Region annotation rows

---+---

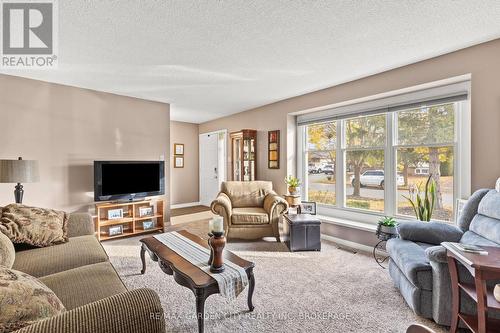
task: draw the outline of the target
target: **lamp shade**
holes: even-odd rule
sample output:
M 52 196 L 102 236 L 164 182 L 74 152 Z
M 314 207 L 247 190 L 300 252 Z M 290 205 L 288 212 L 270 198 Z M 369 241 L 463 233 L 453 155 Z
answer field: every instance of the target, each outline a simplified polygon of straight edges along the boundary
M 0 160 L 0 183 L 35 183 L 38 180 L 38 161 Z

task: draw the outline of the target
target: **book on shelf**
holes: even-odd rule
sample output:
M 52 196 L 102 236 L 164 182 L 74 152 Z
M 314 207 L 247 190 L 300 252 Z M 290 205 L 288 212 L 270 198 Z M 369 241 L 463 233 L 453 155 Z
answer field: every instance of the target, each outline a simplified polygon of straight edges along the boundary
M 474 253 L 474 254 L 479 254 L 486 256 L 488 255 L 488 251 L 486 251 L 484 248 L 477 246 L 477 245 L 472 245 L 472 244 L 462 244 L 462 243 L 448 243 L 455 247 L 457 250 L 462 251 L 462 252 L 467 252 L 467 253 Z

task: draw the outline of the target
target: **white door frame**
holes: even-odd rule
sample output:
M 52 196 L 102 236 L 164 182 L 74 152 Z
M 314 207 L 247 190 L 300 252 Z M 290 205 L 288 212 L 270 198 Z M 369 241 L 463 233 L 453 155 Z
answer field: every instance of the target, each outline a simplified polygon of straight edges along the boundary
M 205 132 L 205 133 L 200 133 L 199 134 L 199 137 L 198 137 L 198 144 L 200 142 L 200 139 L 201 139 L 201 136 L 202 135 L 209 135 L 209 134 L 224 134 L 224 139 L 223 139 L 223 147 L 224 147 L 224 153 L 223 153 L 223 156 L 222 156 L 222 160 L 223 160 L 223 165 L 224 165 L 224 174 L 221 175 L 220 174 L 220 167 L 218 168 L 218 179 L 219 179 L 219 184 L 223 181 L 226 181 L 227 179 L 227 129 L 221 129 L 221 130 L 217 130 L 217 131 L 213 131 L 213 132 Z M 199 152 L 198 152 L 198 160 L 199 160 L 199 164 L 198 164 L 198 182 L 199 182 L 199 193 L 198 193 L 198 196 L 199 196 L 199 200 L 200 200 L 200 203 L 201 203 L 201 198 L 202 198 L 202 193 L 201 193 L 201 178 L 202 178 L 202 175 L 201 175 L 201 150 L 203 149 L 202 145 L 199 145 Z M 222 176 L 222 177 L 221 177 Z M 214 198 L 215 199 L 215 198 Z

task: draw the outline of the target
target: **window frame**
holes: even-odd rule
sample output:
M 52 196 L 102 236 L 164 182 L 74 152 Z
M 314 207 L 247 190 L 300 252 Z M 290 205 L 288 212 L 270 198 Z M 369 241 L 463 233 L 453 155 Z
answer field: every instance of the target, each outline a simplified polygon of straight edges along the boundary
M 469 90 L 470 91 L 470 90 Z M 454 126 L 455 137 L 453 143 L 439 143 L 436 146 L 449 146 L 453 147 L 454 151 L 454 173 L 453 173 L 453 214 L 451 221 L 454 223 L 456 220 L 456 202 L 457 199 L 463 199 L 470 196 L 471 185 L 471 128 L 470 128 L 470 93 L 467 100 L 460 102 L 453 102 L 455 104 L 454 112 Z M 438 104 L 430 104 L 438 105 Z M 362 110 L 355 110 L 353 115 L 360 115 Z M 412 216 L 398 214 L 398 192 L 397 192 L 397 150 L 398 148 L 406 148 L 411 146 L 428 147 L 429 144 L 421 145 L 397 145 L 397 128 L 396 117 L 398 111 L 387 112 L 386 114 L 386 144 L 382 149 L 384 150 L 384 174 L 390 175 L 385 177 L 385 190 L 384 190 L 384 211 L 376 212 L 370 210 L 363 210 L 358 208 L 349 208 L 345 206 L 346 191 L 345 191 L 345 171 L 346 171 L 346 153 L 348 150 L 360 150 L 360 148 L 345 148 L 345 120 L 349 115 L 343 115 L 342 119 L 337 119 L 337 145 L 336 150 L 336 165 L 335 165 L 335 205 L 326 205 L 317 203 L 318 214 L 337 218 L 347 221 L 357 221 L 367 224 L 376 224 L 383 216 L 394 216 L 398 220 L 407 221 L 414 220 Z M 369 113 L 367 113 L 369 115 Z M 297 155 L 301 157 L 301 161 L 297 162 L 297 171 L 299 177 L 303 179 L 302 182 L 302 197 L 307 199 L 308 194 L 308 172 L 307 168 L 303 165 L 308 164 L 308 150 L 307 150 L 307 125 L 297 126 Z M 362 148 L 361 148 L 362 149 Z M 370 147 L 372 149 L 372 147 Z M 374 148 L 373 148 L 374 149 Z M 391 190 L 387 190 L 391 189 Z

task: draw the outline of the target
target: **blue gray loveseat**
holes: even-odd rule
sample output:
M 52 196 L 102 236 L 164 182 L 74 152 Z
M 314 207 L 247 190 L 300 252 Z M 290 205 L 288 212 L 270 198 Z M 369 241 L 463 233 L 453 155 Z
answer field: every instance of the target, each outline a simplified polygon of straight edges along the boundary
M 458 226 L 439 222 L 403 222 L 400 238 L 387 242 L 389 274 L 413 311 L 441 325 L 451 322 L 451 281 L 442 242 L 500 246 L 500 193 L 476 191 L 465 204 Z M 499 258 L 500 260 L 500 258 Z M 462 281 L 472 276 L 459 266 Z M 500 283 L 492 281 L 490 284 Z M 475 303 L 462 297 L 462 311 Z

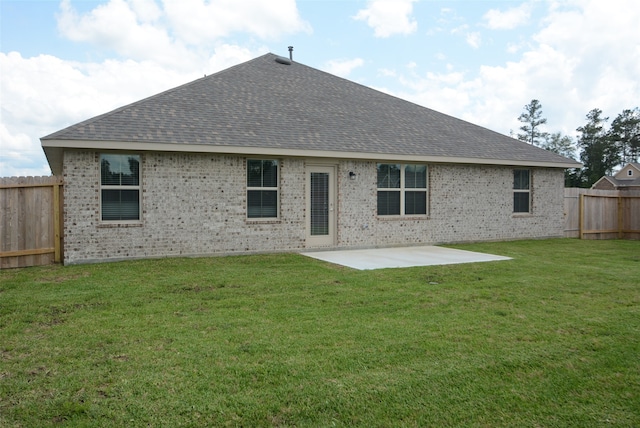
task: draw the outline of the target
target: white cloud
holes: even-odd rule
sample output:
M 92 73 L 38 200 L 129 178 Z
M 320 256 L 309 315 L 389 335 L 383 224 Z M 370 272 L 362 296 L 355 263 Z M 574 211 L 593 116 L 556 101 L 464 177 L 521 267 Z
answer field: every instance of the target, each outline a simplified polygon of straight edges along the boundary
M 520 6 L 512 7 L 506 11 L 491 9 L 484 14 L 483 19 L 487 27 L 492 30 L 513 30 L 526 24 L 531 17 L 531 5 L 522 3 Z
M 396 93 L 427 107 L 509 133 L 538 99 L 548 130 L 574 137 L 592 108 L 614 118 L 640 99 L 640 8 L 634 0 L 549 5 L 543 26 L 514 48 L 514 61 L 463 73 L 405 76 Z M 520 52 L 517 54 L 517 52 Z
M 467 37 L 465 39 L 467 44 L 474 49 L 478 49 L 482 44 L 482 37 L 478 32 L 467 33 Z
M 295 0 L 165 0 L 164 9 L 176 37 L 193 45 L 236 32 L 262 39 L 311 32 Z
M 109 0 L 85 14 L 63 0 L 58 28 L 70 40 L 185 71 L 232 33 L 273 39 L 311 32 L 294 0 L 165 0 L 162 9 L 152 0 Z
M 187 72 L 149 61 L 79 63 L 0 52 L 0 176 L 47 175 L 39 138 L 202 77 L 200 70 L 213 73 L 265 51 L 221 45 L 200 61 L 198 71 Z
M 336 76 L 346 77 L 351 72 L 364 65 L 362 58 L 354 58 L 348 60 L 331 60 L 326 63 L 324 70 L 327 73 L 335 74 Z
M 367 7 L 359 10 L 354 19 L 366 21 L 374 29 L 376 37 L 411 34 L 418 29 L 418 23 L 411 17 L 415 1 L 417 0 L 370 0 Z

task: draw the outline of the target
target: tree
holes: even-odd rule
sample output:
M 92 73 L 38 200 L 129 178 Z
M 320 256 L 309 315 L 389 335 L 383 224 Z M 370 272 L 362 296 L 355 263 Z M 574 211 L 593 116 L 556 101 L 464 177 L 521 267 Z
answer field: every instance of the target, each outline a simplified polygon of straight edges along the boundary
M 542 104 L 540 104 L 540 101 L 531 100 L 529 104 L 524 106 L 524 113 L 518 117 L 518 120 L 524 123 L 520 127 L 523 133 L 518 134 L 518 140 L 534 146 L 540 146 L 542 139 L 547 135 L 546 132 L 540 131 L 540 126 L 547 123 L 547 119 L 542 117 Z
M 559 132 L 545 135 L 542 148 L 571 159 L 575 159 L 576 156 L 576 149 L 571 137 Z
M 609 138 L 618 148 L 620 161 L 638 162 L 640 156 L 640 109 L 626 109 L 611 122 Z
M 585 187 L 591 187 L 602 176 L 613 172 L 613 168 L 620 162 L 620 156 L 616 145 L 604 130 L 604 124 L 609 118 L 602 117 L 602 110 L 591 110 L 587 113 L 587 120 L 586 125 L 576 130 L 581 133 L 577 143 L 582 149 L 582 182 Z

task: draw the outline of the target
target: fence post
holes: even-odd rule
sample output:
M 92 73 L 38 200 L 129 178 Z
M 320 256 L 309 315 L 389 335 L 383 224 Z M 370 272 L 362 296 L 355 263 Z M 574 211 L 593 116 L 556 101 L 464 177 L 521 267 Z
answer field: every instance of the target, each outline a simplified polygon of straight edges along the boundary
M 583 233 L 582 231 L 584 230 L 584 193 L 580 193 L 580 200 L 578 202 L 578 239 L 583 239 Z

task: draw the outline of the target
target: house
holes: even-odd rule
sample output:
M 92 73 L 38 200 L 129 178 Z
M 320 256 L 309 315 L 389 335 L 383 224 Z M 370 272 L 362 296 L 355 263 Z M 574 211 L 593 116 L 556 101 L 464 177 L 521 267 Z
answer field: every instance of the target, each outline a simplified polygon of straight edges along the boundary
M 41 142 L 65 263 L 559 237 L 579 166 L 274 54 Z
M 591 188 L 598 190 L 640 190 L 640 163 L 627 164 L 612 177 L 602 177 Z

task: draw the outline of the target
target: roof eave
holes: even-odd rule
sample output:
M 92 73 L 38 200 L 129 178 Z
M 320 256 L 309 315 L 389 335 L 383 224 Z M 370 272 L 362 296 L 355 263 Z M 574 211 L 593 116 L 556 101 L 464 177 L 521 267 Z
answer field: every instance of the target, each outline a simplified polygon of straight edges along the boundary
M 433 156 L 433 155 L 407 155 L 397 153 L 371 153 L 332 150 L 291 149 L 278 147 L 245 147 L 204 144 L 182 143 L 150 143 L 150 142 L 123 142 L 123 141 L 94 141 L 94 140 L 59 140 L 43 139 L 42 147 L 51 170 L 54 174 L 62 172 L 62 153 L 64 149 L 89 149 L 89 150 L 119 150 L 119 151 L 144 151 L 144 152 L 187 152 L 187 153 L 215 153 L 245 156 L 286 156 L 286 157 L 313 157 L 334 159 L 360 159 L 398 162 L 428 162 L 428 163 L 460 163 L 476 165 L 510 165 L 545 168 L 580 168 L 581 163 L 571 161 L 532 161 L 522 159 L 493 159 L 473 158 L 458 156 Z

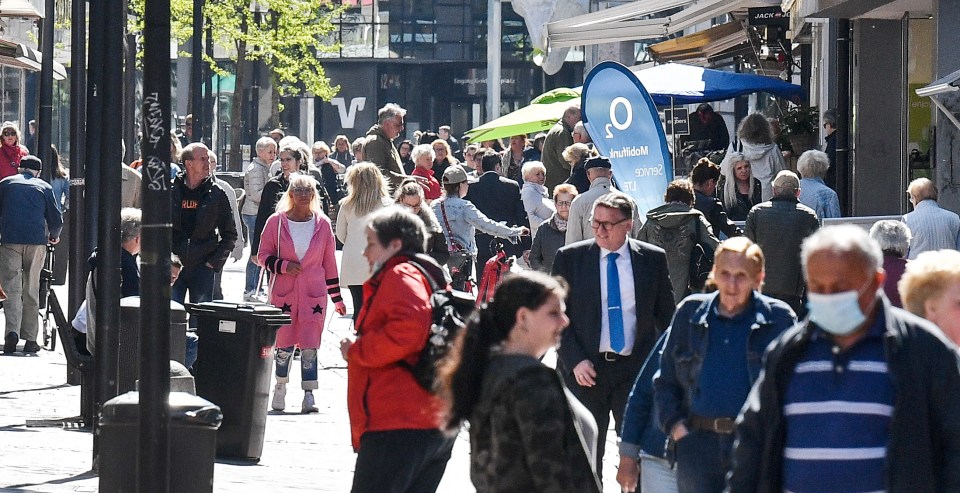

---+---

SET PROBLEM
Return the lines from the start of the rows above through the line containing "M 0 160 L 0 183 L 35 183 L 38 180 L 38 161 Z", copying them unchanged and leaving out the pictures.

EXERCISE ANSWER
task: draw the outline of the target
target: **lamp shade**
holes: even-odd rule
sample output:
M 52 196 L 102 236 L 164 182 L 74 152 Z
M 314 207 L 247 190 L 300 252 Z M 290 205 L 288 212 L 270 198 Z M 369 241 L 463 233 L 453 155 Z
answer field: every instance of the target, each outline a simplified polygon of straight edges along the boundary
M 0 160 L 0 183 L 35 183 L 38 180 L 38 161 Z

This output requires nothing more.